Start of Block
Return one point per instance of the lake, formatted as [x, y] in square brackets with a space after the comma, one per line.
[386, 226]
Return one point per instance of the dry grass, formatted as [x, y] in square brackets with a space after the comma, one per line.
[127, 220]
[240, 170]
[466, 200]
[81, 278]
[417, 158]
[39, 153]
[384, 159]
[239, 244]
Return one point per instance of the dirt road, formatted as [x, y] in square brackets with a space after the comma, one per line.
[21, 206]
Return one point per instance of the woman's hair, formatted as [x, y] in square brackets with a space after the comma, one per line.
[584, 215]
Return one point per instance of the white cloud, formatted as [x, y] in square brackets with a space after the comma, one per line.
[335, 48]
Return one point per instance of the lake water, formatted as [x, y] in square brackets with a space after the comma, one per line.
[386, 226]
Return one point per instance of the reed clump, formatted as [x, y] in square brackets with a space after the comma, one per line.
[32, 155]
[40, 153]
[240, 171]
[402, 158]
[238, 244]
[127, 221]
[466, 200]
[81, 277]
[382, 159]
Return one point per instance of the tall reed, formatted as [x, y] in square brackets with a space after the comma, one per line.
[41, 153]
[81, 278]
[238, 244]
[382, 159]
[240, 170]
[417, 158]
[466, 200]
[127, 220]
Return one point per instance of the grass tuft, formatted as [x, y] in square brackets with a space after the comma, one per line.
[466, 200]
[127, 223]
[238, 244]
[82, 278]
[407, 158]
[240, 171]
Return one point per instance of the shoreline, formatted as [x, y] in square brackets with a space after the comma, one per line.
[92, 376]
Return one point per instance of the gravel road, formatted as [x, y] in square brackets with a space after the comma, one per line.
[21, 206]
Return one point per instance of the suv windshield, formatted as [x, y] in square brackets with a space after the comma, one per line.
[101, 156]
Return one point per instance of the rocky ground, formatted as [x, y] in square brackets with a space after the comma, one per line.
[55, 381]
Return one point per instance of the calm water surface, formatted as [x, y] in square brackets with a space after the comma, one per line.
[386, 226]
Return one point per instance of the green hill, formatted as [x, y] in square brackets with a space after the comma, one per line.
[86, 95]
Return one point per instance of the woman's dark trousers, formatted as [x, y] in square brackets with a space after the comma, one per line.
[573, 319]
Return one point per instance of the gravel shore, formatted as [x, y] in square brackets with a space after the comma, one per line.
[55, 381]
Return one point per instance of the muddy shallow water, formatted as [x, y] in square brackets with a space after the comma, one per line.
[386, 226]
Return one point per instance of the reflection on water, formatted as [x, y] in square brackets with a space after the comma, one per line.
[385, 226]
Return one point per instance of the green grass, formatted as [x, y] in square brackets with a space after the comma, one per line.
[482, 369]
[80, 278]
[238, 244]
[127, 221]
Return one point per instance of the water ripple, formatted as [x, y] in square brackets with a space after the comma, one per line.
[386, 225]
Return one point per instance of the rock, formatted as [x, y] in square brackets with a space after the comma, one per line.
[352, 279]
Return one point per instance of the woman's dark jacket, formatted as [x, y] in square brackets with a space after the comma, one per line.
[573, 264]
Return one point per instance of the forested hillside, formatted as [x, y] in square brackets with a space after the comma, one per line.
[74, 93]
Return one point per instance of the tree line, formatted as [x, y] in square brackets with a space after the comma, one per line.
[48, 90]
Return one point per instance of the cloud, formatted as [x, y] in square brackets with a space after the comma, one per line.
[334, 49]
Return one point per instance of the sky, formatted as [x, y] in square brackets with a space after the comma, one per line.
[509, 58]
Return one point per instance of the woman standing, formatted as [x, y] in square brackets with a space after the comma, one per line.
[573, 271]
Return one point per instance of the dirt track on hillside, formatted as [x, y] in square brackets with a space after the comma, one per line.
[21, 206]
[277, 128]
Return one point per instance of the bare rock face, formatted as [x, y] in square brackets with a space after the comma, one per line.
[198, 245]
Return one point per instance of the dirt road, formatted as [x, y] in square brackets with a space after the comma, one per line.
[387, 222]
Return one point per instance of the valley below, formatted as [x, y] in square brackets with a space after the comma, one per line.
End of Block
Work to complete: Your task is to transcribe all of the entries word for word.

Response:
Return one point per instance of the lake, formatted as [x, y] in square brackets with a space after the comma, one per line.
[386, 226]
Return one point per instance of the dry grass, formatted as [x, y] in square brackets with a space after the comma, one per line.
[127, 220]
[240, 170]
[466, 200]
[81, 278]
[417, 158]
[39, 153]
[384, 159]
[239, 244]
Return one point per instance of the dirt road, formatted as [x, y] in square brackets with a space after the comma, one per line.
[21, 206]
Return one point per instance of the woman's hair, formatted as [x, y] in square brackets with a space after the comma, one per line.
[584, 215]
Return one point per instance of the white cloud, formatted as [x, y] in square brackets with a space after the comma, one per line.
[335, 48]
Return one point per instance of the lake water, formatted as [x, y] in square brackets with a space after the comma, one per line.
[386, 226]
Return one point per instance of the reed clump, formatted as [x, y] in square brackets with a space after the comma, one per line.
[32, 155]
[40, 153]
[240, 171]
[402, 158]
[238, 244]
[127, 221]
[466, 200]
[81, 277]
[382, 159]
Return one point per instance of the tall reed, formatted as [x, y] in square brackets with a space after the comma, one per line.
[41, 153]
[81, 278]
[238, 244]
[382, 159]
[240, 170]
[417, 158]
[466, 200]
[127, 220]
Return one point per instance of the grass tuft, formatted as [x, y] in square brackets with a space after the comma, one per line.
[466, 200]
[127, 223]
[238, 244]
[82, 278]
[407, 158]
[240, 171]
Return one point per instance of the shoreline, formatted as [x, y] in square brackets with a space after the comma, one per line.
[92, 376]
Return one point per instance of the gravel road, formatted as [x, y] in square brackets with a space after the comma, one per line.
[21, 206]
Return one point per instance of the suv windshield, formatted as [x, y] in square brackets with a space after the comma, one per line.
[101, 156]
Return one point per instance of the rocky ground, formatted as [x, y] in square brackets with a space after the comma, one per line.
[55, 381]
Return one point per instance of the calm water surface, formatted as [x, y] in square brackets with a space after the comma, one per line.
[386, 226]
Return one point per instance of the green hill, formatted as [x, y] in square brackets with a space after the comma, one per line.
[86, 95]
Return one point per instance of the woman's dark trousers, formatted as [x, y] in square brackets with a space after the comma, one per line.
[573, 319]
Return one point per instance of the gravel shore, formatted as [x, y] in square brackets with a space after the comma, one per line.
[55, 381]
Return one point per instance of the muddy shallow water, formatted as [x, y] in square brackets with a space after the comma, one per line.
[386, 226]
Return one point per instance of the reflection on water, formatted as [x, y] in square brackets with a space after the comma, one per line.
[385, 226]
Return one point per instance of the green grass, formatted as [x, y] in square brackets with a space after the comma, one per line.
[482, 369]
[80, 278]
[238, 244]
[127, 221]
Return one point per instance of the water ripple, formatted as [x, y] in square brackets with a space after the comma, one per line.
[386, 225]
Return one point per instance of the rock, formatted as [x, y] in square brackets with a space after the comma, one per line.
[352, 279]
Return one point per instance of the woman's dark jacket, formatted as [x, y] in square brackets with a space after the comma, one per line.
[573, 264]
Return one point per instance of the forested hillside, formatted as [x, y] in square brackets with a space after the comma, one per line.
[74, 93]
Return one point per instance of the tree line, formatted as [x, y] in square brackets with a space after the comma, one per line.
[48, 90]
Return one point per instance of the cloud, formatted as [x, y] in square brackets with a space after the comma, one per line.
[334, 49]
Return one point per instance of the sky, formatted as [x, y] in square brackets with a space after the comma, one per line.
[509, 58]
Return one point per instance of the woman standing, formatted as [x, y] in square brackets with a space after the comma, one per line.
[573, 271]
Return one point per instance of the dirt track on hillside, formatted as [x, y] in square brackets with a space after the comma, one per line.
[21, 206]
[277, 128]
Return one point per instance of the bare rock face, formatted as [x, y] in square brackets with a space after the comma, one per line.
[198, 245]
Return one point per instance of the dirt road, formatted as [x, y] in square brackets with a space after the comma, one per line.
[387, 222]
Return one point per instance of the valley below, formatted as [x, y] in square brackets with a space after the comma, one per line.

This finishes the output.